**AUFGABE A:**
Gib alle Zeilen der Auflistung mit den Erkennungsbeispielen unverändert wieder.

Unsere Autorin arbeitet als Fußpflegerin in Berlin-Marzahn. Heute kommt Frau Janusch, die 15 Jahre lang ihren kranken Peter betreut hat, und erzählt ihre Geschichte.
VON KATJA OSKAMP

 
Ende der Siebziger legten sich die Januschs einen Garten in Pankow zu. © Lena Mucha für ZEIT ONLINE
 

Dieser Artikel ist erschienen auf unserer Schriftstellerplattform "Freitext". Dort schreibt Katja Oskamp ihre Kolumne "Fußpflege in Marzahn".


Meine Marzahner Fußpflegekundschaft besteht größtenteils aus Rentnern. Wäre ich Soziologin, würde ich ihre Hobbys in drei Kategorien unterteilen: Hund, Garten, Kurzreise. In Kombination treten gehäuft Hund plus Garten und Garten plus Kurzreise auf. Kurzreise plus Hund kommt praktisch nie vor. Die Hobbys sind Übernahmen aus einer Zeit, da die Rentner jung waren, arbeiteten und Kinder aufzogen. Im Rentenalter werden die Hobbys weiter gepflegt, sogar intensiviert, doch irgendwann war's der letzte Hund, die letzte Kurzreise, der letzte Sommer im Garten.
 
Frau Janusch gehört in die Kombination Garten plus Kurzreise. Als ich sie kennenlernte, trug Frau Janusch einen Kurzhaarschnitt in Pink und eine blaue Lederjacke. Sie fiel auf mit ihrem extravaganten Stil, schlenderte aufs Studio zu, hob den Kopf, um einer Elster im Geäst eines Baumes zuzuschauen oder die Nase in die Sonne zu halten. Hatte sie vor dem Fußpflegetermin im Einkaufscenter auf die Schnelle irgendeinen Fummel oder ein paar teure Lederschuhe erstanden, führte sie mir die neuen Stücke glücklich vor. Wir flachsten herum, weil Frau Januschs pinkfarbene Haare so hervorragend zum pinkfarbenen Thron, dem Fußpflegestuhl, passten.
 
Während ich vor ihr kauerte und ihr die Füße wusch, erzählte sie von ihrem Mann, der Tag und Nacht am Sauerstoffgerät hing und die Wohnung nicht mehr verlassen konnte. Ich guckte betreten, doch bevor ich etwas sagen konnte, machte Frau Janusch jene Ansage, an die ich mich fortan hielt: "Keen Mitleid!"

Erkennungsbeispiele
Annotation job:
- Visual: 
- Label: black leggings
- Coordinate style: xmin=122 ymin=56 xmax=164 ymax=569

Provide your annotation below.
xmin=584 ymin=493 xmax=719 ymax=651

**AUFGABE B:**
Führe die Kolumne über Frau Janusch bei der Fußpflege in Marzahn im Anschluss an ihren letzten Satz weiter.

**ERWARTETE ANTWORT A:**
Annotation job:
- Visual: 
- Label: black leggings
- Coordinate style: xmin=122 ymin=56 xmax=164 ymax=569

Provide your annotation below.
xmin=584 ymin=493 xmax=719 ymax=651

**ERWARTETE ANTWORT B:**
Frau Janusch ist Jahrgang 1942 und ein Kind des Prenzlauer Bergs. Zuerst wohnte sie mit ihren Eltern in der Pasteurstraße, dann in der Käthe-Niederkirchner-Straße, die damals noch Lippehner Straße hieß. Nach der Schule absolvierte Jutta Janusch eine Schneiderinnenlehre und spezialisierte sich auf Leder. Sie arbeitete bald bei VEB Perfekt in der Heinrich-Roller-Straße, einem Betrieb, der Handtaschen, Geldbörsen, Lederbekleidung produzierte. Ihren Mann Peter Janusch, Jahrgang 1943, lernte sie auf der Tanzfläche kennen. Er hatte seine Lehre in der Möbeltischlerei VEB Aufstieg in Friedrichshain gerade hinter sich und diente anderthalb Jahre bei der Armee. An den Wochenenden scharwenzelten Jutta und Peter durch die Berliner Tanzsäle, Behrens Casino, Clärchens Ballhaus, Bar Lolott. "Eene Pulle Tokajer ham wa uns jeleistet und n janzen Abend dran rumjenippelt." Ihre erste gemeinsame Wohnung hatten sie in der Gaudystraße, "Een Zimma. Erdjeschoss. Da liefen de Ameisen uffn Fenstabrett rum." 
 
Mit dreiundzwanzig wurde Jutta Janusch schwanger, bekam 1965 eine Tochter. 1967 heirateten sie und Peter und zogen in die Immanuelkirchstraße, zwei Zimmer, Seitenflügel, vierter Stock, Ofenheizung, Außenklo. Auf dem Hochzeitsfoto, das sie mir zeigte, trägt sie spitze Schuhe mit Pfennigabsätzen. Das Hochzeitskleid reicht bis knapp unter die Knie, die Taille ist gertenschlank. Eine schöne Braut. Neben ihr Peter mit Schnurrbart, im schmal geschnittenen dunklen Anzug mit Krawatte, geschmackvoll, lässig. Ein Hauch Westen.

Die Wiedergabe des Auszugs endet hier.